**Exercise**
Begin at the line that has "Could you point to the windshield" and stop after the last of the items. Write those lines out again, swapping "windshield" for "front window" and leaving everything else as it is.
---
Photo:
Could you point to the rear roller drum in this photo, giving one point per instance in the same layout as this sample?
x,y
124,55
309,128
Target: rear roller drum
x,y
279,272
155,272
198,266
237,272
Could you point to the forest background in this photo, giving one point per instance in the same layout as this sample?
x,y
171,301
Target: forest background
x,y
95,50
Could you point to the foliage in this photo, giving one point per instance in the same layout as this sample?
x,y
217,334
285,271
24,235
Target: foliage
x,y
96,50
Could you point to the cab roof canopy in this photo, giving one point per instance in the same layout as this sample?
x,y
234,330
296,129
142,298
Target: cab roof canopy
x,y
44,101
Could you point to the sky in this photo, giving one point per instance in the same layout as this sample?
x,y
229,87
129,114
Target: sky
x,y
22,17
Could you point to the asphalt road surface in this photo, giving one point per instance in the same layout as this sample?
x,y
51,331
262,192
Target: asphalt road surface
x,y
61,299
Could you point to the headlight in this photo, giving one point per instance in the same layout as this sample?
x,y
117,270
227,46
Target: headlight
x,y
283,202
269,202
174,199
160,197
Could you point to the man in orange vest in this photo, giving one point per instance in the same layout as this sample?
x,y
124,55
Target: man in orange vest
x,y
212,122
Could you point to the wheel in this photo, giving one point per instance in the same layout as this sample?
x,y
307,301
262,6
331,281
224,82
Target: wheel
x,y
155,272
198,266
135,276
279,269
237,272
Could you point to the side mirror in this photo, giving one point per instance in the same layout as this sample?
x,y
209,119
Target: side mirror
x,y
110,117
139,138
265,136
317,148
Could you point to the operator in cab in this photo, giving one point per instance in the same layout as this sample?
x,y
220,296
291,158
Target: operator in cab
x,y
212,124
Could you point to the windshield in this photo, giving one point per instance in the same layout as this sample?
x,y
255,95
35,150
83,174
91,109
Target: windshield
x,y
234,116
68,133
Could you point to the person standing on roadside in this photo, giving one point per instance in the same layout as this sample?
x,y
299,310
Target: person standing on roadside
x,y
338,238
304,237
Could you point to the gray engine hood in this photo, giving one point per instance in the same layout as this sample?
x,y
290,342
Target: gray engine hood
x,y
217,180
---
**Correct response**
Could you point to the front window in this photo, giving one point per instance in the same layout as this sample?
x,y
255,95
35,150
83,174
91,109
Target: front window
x,y
234,116
68,133
Could you point to the person standing on roadside in this photo, giving one point per instance in the same layout as this sample?
x,y
299,310
Target: person standing on roadside
x,y
338,238
304,237
Could you point to the gray engine hood in this photo, giving one point per instance in the same layout as this sample?
x,y
290,342
Target: gray engine hood
x,y
217,180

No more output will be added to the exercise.